§ Instruction: Quote every one of the records below verbatim, line for line, with no changes to wording or punctuation.

§ The records:
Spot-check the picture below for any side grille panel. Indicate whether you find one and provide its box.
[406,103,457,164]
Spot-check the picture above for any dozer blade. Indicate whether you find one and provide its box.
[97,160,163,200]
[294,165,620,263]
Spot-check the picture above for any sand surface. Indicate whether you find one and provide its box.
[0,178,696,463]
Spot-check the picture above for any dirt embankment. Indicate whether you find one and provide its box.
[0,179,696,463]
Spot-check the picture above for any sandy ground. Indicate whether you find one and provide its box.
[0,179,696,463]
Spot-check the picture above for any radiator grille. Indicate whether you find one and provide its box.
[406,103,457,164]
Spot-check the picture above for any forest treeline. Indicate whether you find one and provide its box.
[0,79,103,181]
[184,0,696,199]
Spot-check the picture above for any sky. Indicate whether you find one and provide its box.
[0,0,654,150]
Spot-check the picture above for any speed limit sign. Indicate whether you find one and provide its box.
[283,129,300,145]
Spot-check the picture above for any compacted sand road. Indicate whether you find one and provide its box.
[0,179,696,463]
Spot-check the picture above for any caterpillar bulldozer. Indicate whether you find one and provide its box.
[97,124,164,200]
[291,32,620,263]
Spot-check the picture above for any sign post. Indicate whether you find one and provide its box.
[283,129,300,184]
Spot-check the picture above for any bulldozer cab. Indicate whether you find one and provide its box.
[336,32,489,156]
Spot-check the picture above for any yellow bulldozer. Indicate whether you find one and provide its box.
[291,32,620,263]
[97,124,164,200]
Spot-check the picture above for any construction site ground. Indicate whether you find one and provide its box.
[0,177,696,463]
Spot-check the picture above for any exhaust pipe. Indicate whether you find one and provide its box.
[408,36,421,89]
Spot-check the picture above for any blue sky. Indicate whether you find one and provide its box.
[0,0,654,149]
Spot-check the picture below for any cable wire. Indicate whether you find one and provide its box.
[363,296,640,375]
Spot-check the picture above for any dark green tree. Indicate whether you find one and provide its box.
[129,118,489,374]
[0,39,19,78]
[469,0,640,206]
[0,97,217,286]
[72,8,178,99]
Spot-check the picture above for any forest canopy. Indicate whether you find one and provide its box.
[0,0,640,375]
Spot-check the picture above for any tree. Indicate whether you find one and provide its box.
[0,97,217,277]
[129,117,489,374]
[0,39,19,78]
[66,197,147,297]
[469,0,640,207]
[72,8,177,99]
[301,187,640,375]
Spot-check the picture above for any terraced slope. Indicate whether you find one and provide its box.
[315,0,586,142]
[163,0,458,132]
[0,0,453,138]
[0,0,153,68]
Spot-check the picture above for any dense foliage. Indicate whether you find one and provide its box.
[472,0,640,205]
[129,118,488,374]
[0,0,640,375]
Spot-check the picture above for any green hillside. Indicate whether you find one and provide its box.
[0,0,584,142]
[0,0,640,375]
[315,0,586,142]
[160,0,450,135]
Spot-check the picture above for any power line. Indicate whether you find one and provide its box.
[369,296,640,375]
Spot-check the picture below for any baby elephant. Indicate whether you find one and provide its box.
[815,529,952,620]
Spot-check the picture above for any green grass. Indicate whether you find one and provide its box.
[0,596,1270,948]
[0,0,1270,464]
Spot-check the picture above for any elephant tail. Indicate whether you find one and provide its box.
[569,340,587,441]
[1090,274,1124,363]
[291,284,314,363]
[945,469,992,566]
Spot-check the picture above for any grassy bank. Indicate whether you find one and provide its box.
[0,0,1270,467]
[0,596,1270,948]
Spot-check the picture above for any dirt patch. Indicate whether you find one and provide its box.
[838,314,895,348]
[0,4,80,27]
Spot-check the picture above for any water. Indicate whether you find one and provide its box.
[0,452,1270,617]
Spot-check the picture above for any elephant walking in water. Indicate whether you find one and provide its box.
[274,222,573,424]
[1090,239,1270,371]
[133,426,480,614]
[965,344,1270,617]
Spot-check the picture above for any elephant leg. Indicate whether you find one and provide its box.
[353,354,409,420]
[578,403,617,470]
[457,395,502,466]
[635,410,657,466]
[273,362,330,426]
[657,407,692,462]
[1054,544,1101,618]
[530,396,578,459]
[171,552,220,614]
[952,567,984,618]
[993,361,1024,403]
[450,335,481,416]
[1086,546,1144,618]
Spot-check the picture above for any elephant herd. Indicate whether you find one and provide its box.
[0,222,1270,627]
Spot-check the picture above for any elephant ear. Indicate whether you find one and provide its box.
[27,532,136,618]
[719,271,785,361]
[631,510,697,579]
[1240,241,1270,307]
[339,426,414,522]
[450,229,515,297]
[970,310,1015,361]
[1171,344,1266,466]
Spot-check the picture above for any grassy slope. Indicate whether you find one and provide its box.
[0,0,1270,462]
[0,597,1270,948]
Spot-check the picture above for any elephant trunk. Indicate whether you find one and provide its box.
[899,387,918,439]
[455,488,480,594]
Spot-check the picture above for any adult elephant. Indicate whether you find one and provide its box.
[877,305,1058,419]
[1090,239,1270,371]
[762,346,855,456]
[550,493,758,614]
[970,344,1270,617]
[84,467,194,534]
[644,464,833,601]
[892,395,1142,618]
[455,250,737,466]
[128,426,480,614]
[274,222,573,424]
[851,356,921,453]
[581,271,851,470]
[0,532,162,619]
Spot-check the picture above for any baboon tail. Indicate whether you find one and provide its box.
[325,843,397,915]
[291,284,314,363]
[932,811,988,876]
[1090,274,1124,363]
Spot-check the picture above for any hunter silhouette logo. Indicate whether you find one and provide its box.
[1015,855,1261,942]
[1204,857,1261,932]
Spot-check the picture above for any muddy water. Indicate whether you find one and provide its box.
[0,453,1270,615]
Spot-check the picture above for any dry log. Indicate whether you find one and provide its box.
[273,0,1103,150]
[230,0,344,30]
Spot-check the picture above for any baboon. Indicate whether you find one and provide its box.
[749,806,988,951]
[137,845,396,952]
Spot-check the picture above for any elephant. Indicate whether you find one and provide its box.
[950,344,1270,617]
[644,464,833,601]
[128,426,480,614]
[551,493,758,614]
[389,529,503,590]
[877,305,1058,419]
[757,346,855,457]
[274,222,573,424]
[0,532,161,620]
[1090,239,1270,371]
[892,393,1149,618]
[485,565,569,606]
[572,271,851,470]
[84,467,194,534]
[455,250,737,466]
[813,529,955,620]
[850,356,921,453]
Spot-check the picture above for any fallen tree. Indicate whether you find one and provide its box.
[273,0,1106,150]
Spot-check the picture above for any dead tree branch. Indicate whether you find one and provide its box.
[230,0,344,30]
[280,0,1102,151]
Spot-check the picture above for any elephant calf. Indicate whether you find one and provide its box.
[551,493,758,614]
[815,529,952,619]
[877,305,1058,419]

§ Worked answer:
Spot-check the picture below for any side grille panel. Indicate whether you find one and provide its box.
[406,103,457,164]
Spot-check the picture above for any dozer blade. Indicate whether you find one and provide its box.
[97,160,163,200]
[294,165,620,263]
Spot-check the picture above for any sand surface. Indicate whether you find one and provide its box.
[0,178,696,463]
Spot-check the picture above for any dirt embankment. Indicate whether you find one and provide its box.
[0,179,696,463]
Spot-check the picture above for any sandy ground. Indicate whether you find one and provide its box.
[0,179,696,463]
Spot-check the picture above for any radiator grille. Indicate whether you find one and provide its box.
[406,103,457,164]
Spot-check the picture above for any forest treeline. Indicate whether you find one and provide its box.
[0,79,103,181]
[184,0,696,199]
Spot-check the picture above for any sky. Indicate whether you find one and provide its box.
[0,0,654,150]
Spot-check the picture above for any speed limit sign. Indicate whether you find one and provide its box.
[283,129,300,145]
Spot-check the picture above for any compacted sand road. Indicate whether you find one and provide its box.
[0,179,696,463]
Spot-check the picture above for any caterpillar bulldozer. Indicate whether you find one and provide its box.
[97,124,164,200]
[291,32,620,263]
Spot-check the picture above for any sign post. Indicate whether you find one and provide its box.
[283,129,300,184]
Spot-check the picture above for any bulldozer cab. Indicate whether you find one and provide its box.
[336,32,489,156]
Spot-check the picture above for any yellow bulldozer. Indicate whether you find one and provide its box.
[291,32,620,263]
[97,124,164,200]
Spot-check the picture above for any construction site ground. Indicate whether you find one and provide its box.
[0,177,696,463]
Spot-check the picture above for any exhaust pipe. Indicate whether you find one and provide its box.
[408,36,421,89]
Spot-check the picture above for any blue sky. Indicate whether you find one and provide its box.
[0,0,654,149]
Spot-check the picture below for any cable wire. Indicate whether you find one and provide its box.
[363,296,640,375]
Spot-check the picture above for any dark green tree. Indicate whether you find one and provide its box.
[129,118,489,374]
[0,39,19,78]
[469,0,640,206]
[0,97,217,286]
[72,8,178,99]
Spot-check the picture above for any forest canopy. Indicate whether you find one and provide its box.
[0,0,640,375]
Spot-check the picture above for any tree. Indicate whether you find one and provide its box.
[0,97,217,277]
[129,117,489,374]
[0,39,19,78]
[66,197,147,297]
[469,0,640,207]
[72,8,177,99]
[301,187,640,375]
Spot-check the picture above for any terraced slope. Indicate whether you find one and provide its box.
[315,0,586,142]
[163,0,458,132]
[0,0,453,138]
[0,0,153,68]
Spot-check the picture above for any dense foliage. Indicate whether you find one and provide its box.
[472,0,640,205]
[129,118,488,374]
[0,0,640,375]
Spot-check the picture above for any green hillside. Indicate whether you find one and provide its box.
[0,0,584,142]
[0,0,640,375]
[315,0,586,142]
[160,0,450,135]
Spot-check the picture above for any power line. Indicate whether you find one and provide its box.
[369,296,640,375]
Spot-check the picture below for any baby elephant. Indicate whether you find one and provide its box.
[815,529,952,620]
Spot-check the picture above for any green grass. Indicate whether you find one and provide its box.
[0,596,1270,948]
[0,0,1270,464]
Spot-check the picture above for any elephant tail. Indicate whether you find one and provide its box.
[569,340,587,441]
[1090,274,1124,363]
[291,284,314,363]
[945,469,992,566]
Spot-check the picture above for any grassy bank. Indicate whether you find one and provide its box.
[0,0,1270,467]
[0,596,1270,948]
Spot-check the picture above for any dirt patch. Indicate whether you find one and provide its box.
[838,314,895,348]
[0,4,80,27]
Spot-check the picture above for any water. Indicate whether you find one and provide its box.
[0,452,1270,617]
Spot-check the picture above for any elephant walking in water. Indicate whether you find one and provide its box.
[274,222,573,424]
[1090,239,1270,371]
[133,426,480,614]
[965,344,1270,617]
Spot-check the picture above for any elephant leg. Indicate whether you find one and provide its box.
[353,354,409,420]
[578,403,617,470]
[457,395,502,466]
[635,410,657,466]
[273,362,330,426]
[657,407,692,462]
[1054,544,1101,618]
[530,396,578,459]
[171,552,220,614]
[952,567,984,618]
[993,361,1024,403]
[450,335,481,416]
[1086,546,1144,618]
Spot-check the picture above for any elephant herd. Indicate whether you find one and provide its box.
[0,222,1270,627]
Spot-check the picture above for any elephant ear. Indicate whether you find one and provide its box.
[27,532,136,618]
[719,271,785,361]
[631,510,697,579]
[1240,241,1270,307]
[339,426,414,522]
[450,229,515,297]
[970,310,1015,361]
[1171,344,1266,466]
Spot-check the picture above for any grassy slope. Indicate whether you find one and provide its box.
[0,0,1270,462]
[0,597,1270,948]
Spot-check the picture above for any elephant trunk. Indicate whether you find one and provide its box.
[899,387,918,439]
[455,488,480,594]
Spot-check the picture above for any adult elephant. Indicate whether you find one and provide its box.
[877,305,1058,419]
[1090,239,1270,371]
[762,346,855,456]
[550,493,758,614]
[970,344,1270,617]
[84,467,194,534]
[644,464,833,601]
[892,395,1142,618]
[455,250,737,466]
[128,426,480,614]
[274,222,573,424]
[851,356,921,453]
[581,271,851,470]
[0,532,162,619]
Spot-check the picture above for any baboon tail. Indicate whether you find one and provide its box.
[325,843,397,915]
[291,284,314,363]
[932,811,988,876]
[1090,274,1124,363]
Spot-check the picture above for any hunter silhouette logo. Indicate whether you find one and provide its box.
[1015,855,1261,942]
[1204,857,1261,932]
Spot-check the picture above for any muddy water. Indicate whether you find one and provide its box.
[0,453,1270,615]
Spot-check the picture above for any dry log. Indicate whether you find one and provide its box.
[273,0,1103,150]
[230,0,344,30]
Spot-check the picture above for any baboon. Indicate whether you find one and provide its box.
[749,806,988,951]
[137,845,396,952]
Spot-check the picture above for any elephant. Indicate whether you find one and provide its box.
[950,344,1270,617]
[644,464,833,601]
[128,426,480,614]
[551,493,758,614]
[389,529,503,590]
[877,305,1058,419]
[757,346,855,457]
[274,222,573,424]
[0,532,161,620]
[1090,239,1270,371]
[892,393,1149,618]
[485,565,569,606]
[572,271,851,470]
[84,467,194,534]
[455,250,737,466]
[813,529,955,620]
[850,356,921,453]
Spot-check the picture above for any fallen tree. Indicate whether you find one and provide its box.
[273,0,1106,150]
Spot-check the picture above for any dead tree branch. Indicate whether you find one and provide its box.
[230,0,344,30]
[280,0,1102,151]
Spot-check the picture above for any elephant calf. Indicate whether you find one and provide its box.
[551,493,758,614]
[815,529,952,619]
[877,305,1058,419]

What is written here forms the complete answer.